As for the Fairness Doctrine, this case was in the UK, so I don’t think it will affect the FD. Granted, Google may change its policies worldwide, but it will be doing so voluntarily in most of the world, including the US.

As for free speech, yes, I am not at ease about the lawsuit. However, I am glad that an amicable agreement was reached. Given Google’s enormous footprint, their decision actually promotes free speech since the company will no longer restrict it unnecessarily. I think they are doing the right thing.

But it would be the same as telling a Christian internet site they must advertise for planned parenthood. It stinks of government control. Google and any other internet search engine should be allowed to turn away any advertising it wants. I’ll repeat myself, the next logical step after this is making it mandatory that liberal stations carry conservative ads. Well if that happens we would have to make the opposite mandatory as well. Otherwise the government is pushing one agenda over another. Let the free markets determine advertising and other things. Keep the government and the courts out of the picture.

It’s not the same. Google’s advertising service is not just another website. The analogy here is closer to telling a newspaper it can’t apply different standards to paid advertising based on the religious affiliation of whoever’s paying for it.

The Christian Institute wasn’t putting a religious slant on it in the ad. Sure, it’s pretty obvious what a Christian group has to say about abortion if it has anything to say about it, but content-wise there’s nothing wrong with the ad blurb: the only ‘mix’ of abortion and religion is in the name and site of the organization, and who advertises anonymously?

While it really is religious discrimination, I have no reason to suspect it was intentional on Google’s part. I would guess it was an honest attempt to avoid controversy and keep as many people content as possible – they just didn’t think it through too well, and it backfired. Google is usually pretty good about letting people talk: the more talk, the more there is to index and archive!

It stinks of government control.

Not at all, this was settled privately and out of court.

Let the free markets determine advertising and other things.

One of the cornerstones of the free market is the availability of information from all interested sources. This agreement enhances that availability by ending a double standard on who gets to put out information on the largest ad server in the world. A considerable body of interested people and organizations were being denied access to the free market by that policy; how free is that?

□ □ □ □ □ □ □

● WRITTEN REQUEST A:
Answer these questions on the Google ad discussion:
(i) In which country was the case heard?
(ii) How was the matter settled?
(iii) Which organization placed the ad?
The rows have no connection to the Google ad discussion.

Rows from a data collection

□ □ □ □ □ □ □

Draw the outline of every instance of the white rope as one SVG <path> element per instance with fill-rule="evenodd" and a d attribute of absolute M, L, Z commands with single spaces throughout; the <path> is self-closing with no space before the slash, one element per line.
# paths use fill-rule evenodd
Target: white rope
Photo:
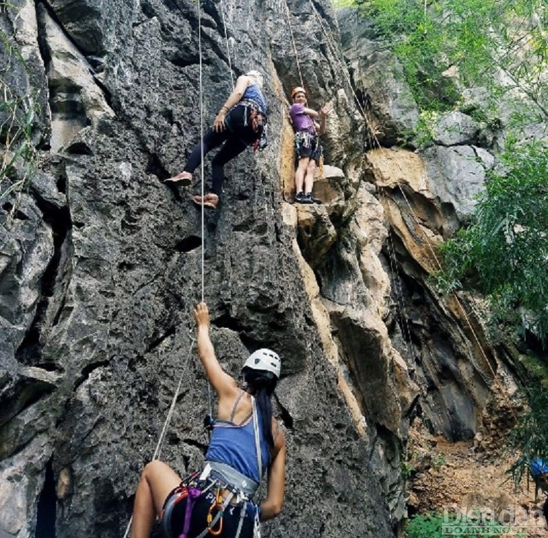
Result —
<path fill-rule="evenodd" d="M 295 44 L 295 39 L 293 36 L 293 27 L 291 25 L 291 12 L 289 10 L 289 5 L 288 5 L 287 0 L 285 1 L 286 4 L 286 15 L 287 16 L 288 26 L 289 27 L 289 31 L 291 34 L 291 42 L 293 44 L 293 51 L 295 53 L 295 61 L 297 62 L 297 70 L 299 71 L 299 78 L 301 81 L 301 86 L 304 88 L 304 83 L 303 82 L 303 75 L 301 73 L 301 66 L 299 64 L 299 54 L 297 52 L 297 45 Z"/>
<path fill-rule="evenodd" d="M 186 375 L 186 370 L 188 367 L 188 363 L 190 361 L 190 357 L 192 355 L 192 347 L 194 346 L 194 342 L 195 342 L 195 339 L 190 337 L 190 347 L 188 350 L 188 353 L 186 356 L 186 360 L 185 361 L 184 364 L 183 365 L 183 368 L 181 372 L 181 376 L 179 378 L 179 383 L 177 385 L 177 389 L 175 389 L 175 394 L 173 394 L 173 399 L 171 400 L 171 405 L 169 407 L 169 411 L 168 411 L 167 416 L 166 417 L 165 422 L 164 422 L 164 426 L 162 428 L 162 432 L 160 434 L 160 437 L 158 438 L 158 443 L 156 444 L 156 448 L 154 450 L 154 454 L 152 457 L 152 460 L 158 459 L 160 458 L 160 454 L 161 452 L 161 447 L 162 443 L 164 441 L 164 437 L 166 436 L 166 432 L 167 431 L 167 428 L 169 427 L 169 423 L 171 421 L 171 416 L 173 414 L 173 411 L 175 408 L 175 405 L 177 404 L 177 399 L 179 398 L 179 394 L 181 392 L 181 385 L 183 383 L 183 379 L 185 378 Z M 159 358 L 161 359 L 160 357 L 160 352 L 158 352 Z M 123 538 L 127 538 L 129 535 L 129 530 L 132 528 L 132 522 L 133 522 L 133 515 L 129 518 L 129 521 L 127 523 L 127 526 L 125 528 L 125 533 L 124 533 Z"/>
<path fill-rule="evenodd" d="M 198 4 L 198 51 L 200 58 L 200 149 L 201 151 L 201 164 L 200 165 L 200 173 L 201 174 L 201 302 L 203 303 L 203 288 L 205 282 L 204 265 L 205 265 L 205 250 L 206 243 L 205 237 L 205 201 L 206 196 L 203 185 L 203 83 L 202 73 L 202 53 L 201 53 L 201 10 L 200 9 L 200 0 L 197 0 Z"/>
<path fill-rule="evenodd" d="M 223 27 L 225 29 L 225 43 L 227 46 L 227 57 L 228 58 L 228 68 L 230 71 L 230 80 L 232 81 L 232 88 L 234 87 L 234 75 L 232 73 L 232 60 L 230 59 L 230 45 L 227 34 L 227 23 L 225 20 L 225 3 L 221 0 L 221 16 L 223 18 Z"/>

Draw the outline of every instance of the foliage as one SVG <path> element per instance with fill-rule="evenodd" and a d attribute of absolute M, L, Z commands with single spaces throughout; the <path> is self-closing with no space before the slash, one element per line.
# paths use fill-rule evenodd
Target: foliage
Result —
<path fill-rule="evenodd" d="M 480 535 L 503 536 L 508 530 L 508 526 L 501 525 L 496 521 L 466 516 L 456 520 L 454 516 L 449 517 L 447 515 L 429 512 L 424 515 L 417 514 L 411 517 L 406 528 L 406 535 L 407 538 L 443 538 L 451 534 L 458 535 L 463 538 L 475 538 Z"/>
<path fill-rule="evenodd" d="M 488 110 L 503 94 L 526 96 L 513 119 L 547 117 L 548 12 L 541 0 L 356 0 L 403 67 L 422 110 L 460 103 L 459 88 L 482 86 Z M 528 113 L 526 113 L 528 112 Z"/>
<path fill-rule="evenodd" d="M 548 155 L 514 140 L 500 155 L 472 223 L 442 246 L 445 291 L 477 286 L 496 321 L 548 339 Z"/>
<path fill-rule="evenodd" d="M 521 414 L 510 436 L 511 446 L 519 454 L 508 472 L 516 487 L 529 474 L 532 461 L 536 458 L 548 461 L 548 389 L 540 386 L 523 389 L 522 392 L 529 411 Z"/>
<path fill-rule="evenodd" d="M 16 11 L 11 3 L 0 2 L 0 14 Z M 38 111 L 38 92 L 28 89 L 18 92 L 12 81 L 14 72 L 29 68 L 15 43 L 14 36 L 0 29 L 3 50 L 0 55 L 5 60 L 0 68 L 0 198 L 11 193 L 16 196 L 25 190 L 36 170 L 38 152 L 32 140 L 33 127 Z M 16 179 L 14 179 L 16 177 Z M 15 207 L 14 207 L 14 210 Z"/>

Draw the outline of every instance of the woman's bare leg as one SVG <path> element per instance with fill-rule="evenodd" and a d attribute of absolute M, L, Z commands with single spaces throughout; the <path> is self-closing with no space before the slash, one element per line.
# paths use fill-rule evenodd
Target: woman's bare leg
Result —
<path fill-rule="evenodd" d="M 162 461 L 155 460 L 147 465 L 135 495 L 132 538 L 149 538 L 166 498 L 180 483 L 179 475 Z"/>
<path fill-rule="evenodd" d="M 303 192 L 303 183 L 304 183 L 304 176 L 306 173 L 306 168 L 308 166 L 310 157 L 301 157 L 299 159 L 299 164 L 295 170 L 295 190 L 297 193 Z"/>
<path fill-rule="evenodd" d="M 304 178 L 304 192 L 308 194 L 312 192 L 314 187 L 314 174 L 316 172 L 316 161 L 310 159 L 306 167 L 306 175 Z"/>

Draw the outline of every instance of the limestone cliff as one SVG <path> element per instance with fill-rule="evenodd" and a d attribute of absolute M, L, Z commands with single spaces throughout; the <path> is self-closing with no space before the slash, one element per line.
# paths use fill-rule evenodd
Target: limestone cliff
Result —
<path fill-rule="evenodd" d="M 161 457 L 199 465 L 202 282 L 229 372 L 258 347 L 282 358 L 287 491 L 264 535 L 394 535 L 411 416 L 473 436 L 499 367 L 466 298 L 425 282 L 492 165 L 479 129 L 449 117 L 454 140 L 448 127 L 423 153 L 388 149 L 416 107 L 355 15 L 340 31 L 326 0 L 15 4 L 0 21 L 27 67 L 13 62 L 14 91 L 40 90 L 40 166 L 19 196 L 0 184 L 0 537 L 123 535 L 179 377 Z M 269 143 L 226 167 L 202 225 L 198 171 L 189 188 L 164 180 L 201 112 L 207 126 L 250 68 L 265 75 Z M 322 205 L 288 203 L 301 84 L 312 107 L 334 104 Z"/>

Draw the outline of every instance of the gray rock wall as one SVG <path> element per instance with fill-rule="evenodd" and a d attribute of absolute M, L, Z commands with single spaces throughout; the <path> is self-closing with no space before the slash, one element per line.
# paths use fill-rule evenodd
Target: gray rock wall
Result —
<path fill-rule="evenodd" d="M 38 88 L 41 103 L 28 191 L 0 182 L 0 538 L 123 535 L 179 379 L 159 455 L 182 474 L 199 465 L 202 294 L 227 371 L 258 347 L 282 358 L 286 504 L 264 536 L 395 535 L 410 420 L 452 439 L 477 428 L 496 361 L 477 358 L 458 305 L 426 277 L 429 247 L 493 166 L 484 137 L 448 116 L 426 152 L 387 149 L 416 107 L 369 27 L 327 1 L 200 7 L 29 1 L 0 13 L 29 67 L 14 63 L 16 91 Z M 190 188 L 164 180 L 250 68 L 265 75 L 269 144 L 226 166 L 202 220 L 199 170 Z M 312 107 L 334 104 L 322 205 L 288 203 L 288 97 L 301 84 Z"/>
<path fill-rule="evenodd" d="M 123 535 L 179 376 L 160 456 L 182 473 L 199 465 L 207 385 L 191 311 L 202 270 L 227 370 L 236 374 L 258 346 L 283 358 L 287 494 L 264 535 L 390 535 L 397 516 L 325 359 L 297 227 L 281 210 L 292 179 L 287 96 L 300 84 L 284 3 L 205 2 L 199 13 L 182 0 L 18 7 L 25 17 L 6 10 L 2 22 L 32 76 L 16 79 L 23 92 L 38 87 L 43 106 L 39 171 L 21 199 L 1 199 L 0 536 Z M 319 23 L 336 25 L 332 12 L 306 2 L 291 11 L 311 104 L 333 96 L 344 112 Z M 207 126 L 230 91 L 230 65 L 235 76 L 264 73 L 270 144 L 226 167 L 222 202 L 202 229 L 190 197 L 199 173 L 188 189 L 164 180 L 199 138 L 201 97 Z M 332 136 L 350 129 L 343 117 Z M 206 159 L 206 179 L 209 170 Z"/>

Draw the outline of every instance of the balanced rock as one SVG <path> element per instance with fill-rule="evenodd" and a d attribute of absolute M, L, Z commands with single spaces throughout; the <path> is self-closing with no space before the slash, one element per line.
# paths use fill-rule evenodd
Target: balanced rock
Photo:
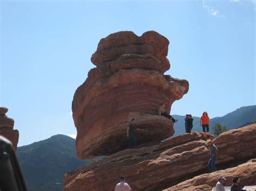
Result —
<path fill-rule="evenodd" d="M 16 150 L 19 139 L 19 131 L 14 130 L 14 120 L 5 115 L 7 111 L 8 108 L 0 107 L 0 135 L 10 140 L 14 148 Z"/>
<path fill-rule="evenodd" d="M 125 176 L 133 190 L 167 189 L 208 172 L 205 140 L 213 136 L 194 132 L 158 145 L 120 151 L 65 174 L 64 190 L 112 190 L 120 176 Z M 219 150 L 217 168 L 232 168 L 255 158 L 255 139 L 254 124 L 213 139 Z"/>
<path fill-rule="evenodd" d="M 100 40 L 85 82 L 72 102 L 78 157 L 109 155 L 127 147 L 126 131 L 136 119 L 138 144 L 174 133 L 172 122 L 157 114 L 161 103 L 172 104 L 187 93 L 188 83 L 164 73 L 170 68 L 169 40 L 154 31 L 138 37 L 123 31 Z"/>
<path fill-rule="evenodd" d="M 158 190 L 203 171 L 213 136 L 193 132 L 157 146 L 127 149 L 64 175 L 64 190 L 112 190 L 125 176 L 133 190 Z"/>

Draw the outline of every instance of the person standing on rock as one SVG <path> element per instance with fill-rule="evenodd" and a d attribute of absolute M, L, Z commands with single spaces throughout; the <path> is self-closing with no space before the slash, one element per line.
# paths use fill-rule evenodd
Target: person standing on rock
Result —
<path fill-rule="evenodd" d="M 217 171 L 217 168 L 215 166 L 215 162 L 216 162 L 217 155 L 218 154 L 218 148 L 216 146 L 212 143 L 211 139 L 206 140 L 206 145 L 210 146 L 209 154 L 211 157 L 208 162 L 208 168 L 210 173 Z"/>
<path fill-rule="evenodd" d="M 188 114 L 186 114 L 186 117 L 185 118 L 185 130 L 187 132 L 187 115 Z"/>
<path fill-rule="evenodd" d="M 240 184 L 240 179 L 239 177 L 234 177 L 232 179 L 233 183 L 231 185 L 231 191 L 246 191 L 242 189 L 242 186 Z"/>
<path fill-rule="evenodd" d="M 137 129 L 135 124 L 135 119 L 132 119 L 132 123 L 127 128 L 127 137 L 130 137 L 129 148 L 134 148 L 137 147 L 137 139 L 136 135 L 136 130 Z"/>
<path fill-rule="evenodd" d="M 167 114 L 165 112 L 164 110 L 165 107 L 165 104 L 164 103 L 162 103 L 161 105 L 159 106 L 159 107 L 158 108 L 158 115 L 159 116 L 162 115 L 165 117 L 167 117 L 169 119 L 172 120 L 173 123 L 178 122 L 178 119 L 175 119 L 171 115 Z"/>
<path fill-rule="evenodd" d="M 188 114 L 187 115 L 187 119 L 186 122 L 187 123 L 187 131 L 186 131 L 186 133 L 191 133 L 191 130 L 193 128 L 193 118 L 192 118 L 192 115 L 191 114 Z"/>
<path fill-rule="evenodd" d="M 124 176 L 121 176 L 120 182 L 116 186 L 114 191 L 130 191 L 132 189 L 129 185 L 124 182 L 125 180 L 125 178 Z"/>
<path fill-rule="evenodd" d="M 225 188 L 223 185 L 224 185 L 226 180 L 226 179 L 225 178 L 225 176 L 219 178 L 218 181 L 215 186 L 216 191 L 225 191 Z"/>
<path fill-rule="evenodd" d="M 205 132 L 205 128 L 206 128 L 206 132 L 207 133 L 209 133 L 209 126 L 211 125 L 211 124 L 210 123 L 209 116 L 208 116 L 206 111 L 204 112 L 201 117 L 200 125 L 203 128 L 203 132 Z"/>

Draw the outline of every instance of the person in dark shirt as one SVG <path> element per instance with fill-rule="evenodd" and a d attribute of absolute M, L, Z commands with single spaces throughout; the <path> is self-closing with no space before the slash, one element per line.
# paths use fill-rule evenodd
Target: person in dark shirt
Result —
<path fill-rule="evenodd" d="M 238 177 L 234 177 L 233 178 L 233 183 L 231 185 L 231 191 L 245 191 L 241 189 L 242 186 L 240 184 L 240 180 Z"/>
<path fill-rule="evenodd" d="M 185 118 L 185 130 L 186 132 L 187 132 L 187 116 L 188 114 L 186 114 L 186 117 Z"/>
<path fill-rule="evenodd" d="M 186 125 L 187 125 L 187 130 L 186 131 L 186 133 L 191 133 L 191 130 L 193 128 L 193 118 L 192 118 L 192 115 L 189 114 L 187 115 L 187 119 L 186 122 Z"/>
<path fill-rule="evenodd" d="M 135 124 L 135 119 L 132 119 L 132 123 L 129 125 L 127 128 L 127 137 L 130 137 L 129 148 L 137 148 L 137 139 L 136 135 L 136 130 L 137 129 L 136 124 Z"/>

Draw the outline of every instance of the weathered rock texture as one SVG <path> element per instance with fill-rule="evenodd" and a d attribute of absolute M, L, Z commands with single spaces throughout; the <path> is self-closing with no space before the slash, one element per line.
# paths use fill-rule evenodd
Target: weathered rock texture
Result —
<path fill-rule="evenodd" d="M 10 140 L 16 150 L 19 140 L 19 131 L 14 130 L 14 121 L 5 115 L 7 111 L 8 108 L 0 107 L 0 135 Z"/>
<path fill-rule="evenodd" d="M 173 135 L 172 122 L 157 116 L 187 93 L 188 83 L 164 73 L 170 68 L 169 40 L 154 31 L 141 37 L 123 31 L 100 40 L 85 82 L 72 102 L 78 158 L 110 155 L 127 147 L 126 130 L 137 119 L 138 144 Z"/>
<path fill-rule="evenodd" d="M 159 145 L 120 151 L 64 175 L 64 190 L 113 190 L 121 175 L 133 190 L 159 190 L 208 172 L 205 140 L 193 132 Z M 256 125 L 231 130 L 213 139 L 217 168 L 233 167 L 256 158 Z"/>
<path fill-rule="evenodd" d="M 225 185 L 231 186 L 234 176 L 240 178 L 244 186 L 256 185 L 256 161 L 250 161 L 237 167 L 204 174 L 186 180 L 165 190 L 211 190 L 215 187 L 219 177 L 225 176 Z"/>

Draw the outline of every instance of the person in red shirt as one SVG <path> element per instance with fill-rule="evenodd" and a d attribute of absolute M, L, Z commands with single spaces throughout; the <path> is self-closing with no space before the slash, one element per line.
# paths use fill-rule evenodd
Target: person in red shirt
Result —
<path fill-rule="evenodd" d="M 205 128 L 206 128 L 206 132 L 207 133 L 209 133 L 209 126 L 211 125 L 210 123 L 210 118 L 208 116 L 208 114 L 206 111 L 203 113 L 203 115 L 201 117 L 201 126 L 203 128 L 203 131 L 205 132 Z"/>

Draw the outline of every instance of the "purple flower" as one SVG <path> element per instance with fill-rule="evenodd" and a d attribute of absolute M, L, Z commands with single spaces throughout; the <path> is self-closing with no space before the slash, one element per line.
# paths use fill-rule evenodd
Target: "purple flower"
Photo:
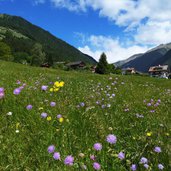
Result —
<path fill-rule="evenodd" d="M 108 143 L 110 143 L 110 144 L 115 144 L 116 141 L 117 141 L 117 138 L 116 138 L 115 135 L 109 134 L 109 135 L 107 136 L 107 138 L 106 138 L 106 141 L 107 141 Z"/>
<path fill-rule="evenodd" d="M 162 164 L 158 164 L 158 168 L 159 168 L 160 170 L 163 170 L 163 169 L 164 169 L 164 166 L 163 166 Z"/>
<path fill-rule="evenodd" d="M 100 166 L 99 163 L 94 162 L 94 163 L 93 163 L 93 168 L 94 168 L 95 170 L 100 170 L 101 166 Z"/>
<path fill-rule="evenodd" d="M 55 151 L 55 146 L 54 145 L 50 145 L 48 147 L 48 153 L 53 153 Z"/>
<path fill-rule="evenodd" d="M 148 165 L 148 164 L 144 164 L 144 167 L 145 167 L 146 169 L 148 169 L 148 168 L 149 168 L 149 165 Z"/>
<path fill-rule="evenodd" d="M 140 163 L 141 163 L 141 164 L 146 164 L 146 163 L 148 163 L 147 158 L 142 157 L 142 158 L 140 159 Z"/>
<path fill-rule="evenodd" d="M 42 117 L 42 118 L 46 118 L 46 117 L 47 117 L 47 113 L 44 113 L 44 112 L 41 113 L 41 117 Z"/>
<path fill-rule="evenodd" d="M 102 149 L 102 145 L 100 143 L 95 143 L 93 147 L 97 151 L 100 151 Z"/>
<path fill-rule="evenodd" d="M 0 93 L 4 92 L 4 88 L 0 87 Z"/>
<path fill-rule="evenodd" d="M 26 107 L 27 110 L 31 110 L 32 108 L 33 108 L 32 105 L 27 105 L 27 107 Z"/>
<path fill-rule="evenodd" d="M 0 92 L 0 99 L 2 99 L 5 96 L 4 92 Z"/>
<path fill-rule="evenodd" d="M 45 86 L 45 85 L 42 85 L 42 87 L 41 87 L 41 89 L 42 89 L 43 91 L 46 91 L 47 88 L 48 88 L 48 86 Z"/>
<path fill-rule="evenodd" d="M 130 169 L 131 169 L 132 171 L 137 170 L 137 166 L 136 166 L 136 164 L 132 164 Z"/>
<path fill-rule="evenodd" d="M 61 114 L 57 115 L 57 118 L 58 119 L 62 118 L 62 115 Z"/>
<path fill-rule="evenodd" d="M 125 158 L 125 153 L 120 152 L 120 153 L 118 154 L 118 158 L 121 159 L 121 160 L 123 160 L 123 159 Z"/>
<path fill-rule="evenodd" d="M 60 160 L 60 153 L 58 153 L 58 152 L 55 152 L 54 154 L 53 154 L 53 158 L 55 159 L 55 160 Z"/>
<path fill-rule="evenodd" d="M 55 102 L 50 102 L 50 106 L 54 107 L 54 106 L 56 106 L 56 103 Z"/>
<path fill-rule="evenodd" d="M 69 166 L 72 166 L 73 162 L 74 162 L 74 157 L 72 156 L 67 156 L 64 160 L 64 164 Z"/>
<path fill-rule="evenodd" d="M 161 153 L 161 148 L 160 148 L 160 147 L 155 147 L 155 148 L 154 148 L 154 151 L 155 151 L 156 153 Z"/>
<path fill-rule="evenodd" d="M 91 156 L 90 156 L 90 159 L 91 159 L 91 160 L 96 160 L 95 155 L 91 155 Z"/>
<path fill-rule="evenodd" d="M 21 89 L 16 88 L 16 89 L 13 91 L 13 94 L 18 95 L 18 94 L 20 94 L 20 92 L 21 92 Z"/>
<path fill-rule="evenodd" d="M 81 102 L 81 103 L 80 103 L 80 106 L 81 106 L 81 107 L 84 107 L 84 106 L 85 106 L 85 103 L 84 103 L 84 102 Z"/>

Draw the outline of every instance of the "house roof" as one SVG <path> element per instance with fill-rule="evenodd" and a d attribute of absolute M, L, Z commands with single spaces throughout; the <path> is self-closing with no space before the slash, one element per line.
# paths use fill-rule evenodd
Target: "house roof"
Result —
<path fill-rule="evenodd" d="M 158 66 L 152 66 L 149 68 L 148 72 L 156 72 L 156 71 L 168 71 L 169 66 L 168 65 L 158 65 Z"/>

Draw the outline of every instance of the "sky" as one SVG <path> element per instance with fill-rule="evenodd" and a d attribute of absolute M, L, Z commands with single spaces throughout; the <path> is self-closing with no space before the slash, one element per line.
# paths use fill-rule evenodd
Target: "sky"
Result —
<path fill-rule="evenodd" d="M 171 0 L 0 0 L 0 13 L 21 16 L 97 61 L 127 59 L 171 42 Z"/>

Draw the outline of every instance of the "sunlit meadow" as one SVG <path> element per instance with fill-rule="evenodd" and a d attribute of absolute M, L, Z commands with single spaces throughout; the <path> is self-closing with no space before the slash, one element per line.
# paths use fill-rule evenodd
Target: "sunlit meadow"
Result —
<path fill-rule="evenodd" d="M 0 61 L 0 170 L 171 170 L 171 81 Z"/>

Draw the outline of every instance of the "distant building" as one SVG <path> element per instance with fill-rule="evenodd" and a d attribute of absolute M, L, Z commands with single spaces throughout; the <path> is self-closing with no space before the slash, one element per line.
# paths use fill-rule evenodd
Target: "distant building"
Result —
<path fill-rule="evenodd" d="M 72 69 L 84 68 L 86 64 L 83 61 L 70 62 L 66 64 L 67 67 Z"/>
<path fill-rule="evenodd" d="M 42 65 L 41 65 L 41 67 L 49 68 L 49 67 L 50 67 L 50 65 L 49 65 L 48 63 L 44 63 L 44 64 L 42 64 Z"/>
<path fill-rule="evenodd" d="M 124 68 L 122 69 L 122 74 L 136 74 L 135 68 Z"/>
<path fill-rule="evenodd" d="M 158 65 L 150 67 L 148 72 L 151 77 L 168 78 L 170 70 L 168 65 Z"/>

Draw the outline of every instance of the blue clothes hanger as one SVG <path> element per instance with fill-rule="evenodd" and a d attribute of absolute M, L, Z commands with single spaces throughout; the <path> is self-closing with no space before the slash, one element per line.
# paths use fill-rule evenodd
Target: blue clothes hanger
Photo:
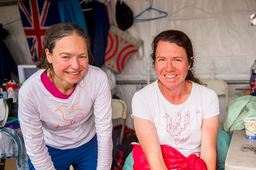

□ □ □ □ □ □ □

● WRITTEN REQUEST B:
Please transcribe the rows from the line with "Draw the outline of every instance of the person in dark" to the line with "238 177 L 234", keeping both of those lines.

● WORKED SOLUTION A:
(i) The UK
(ii) Privately and out of court
(iii) The Christian Institute

● WORKED SOLUTION B:
Draw the outline of every instance of the person in dark shirt as one SVG <path> element per instance with fill-rule="evenodd" and a d attribute of absolute M, L, Z commands with single spaces throughout; the <path> is self-closing with no space before the slash, one element per line.
# paths use fill-rule evenodd
Target: person in dark shirt
Result —
<path fill-rule="evenodd" d="M 238 177 L 234 177 L 233 178 L 233 183 L 231 185 L 231 191 L 245 191 L 241 189 L 242 186 L 240 184 L 240 180 Z"/>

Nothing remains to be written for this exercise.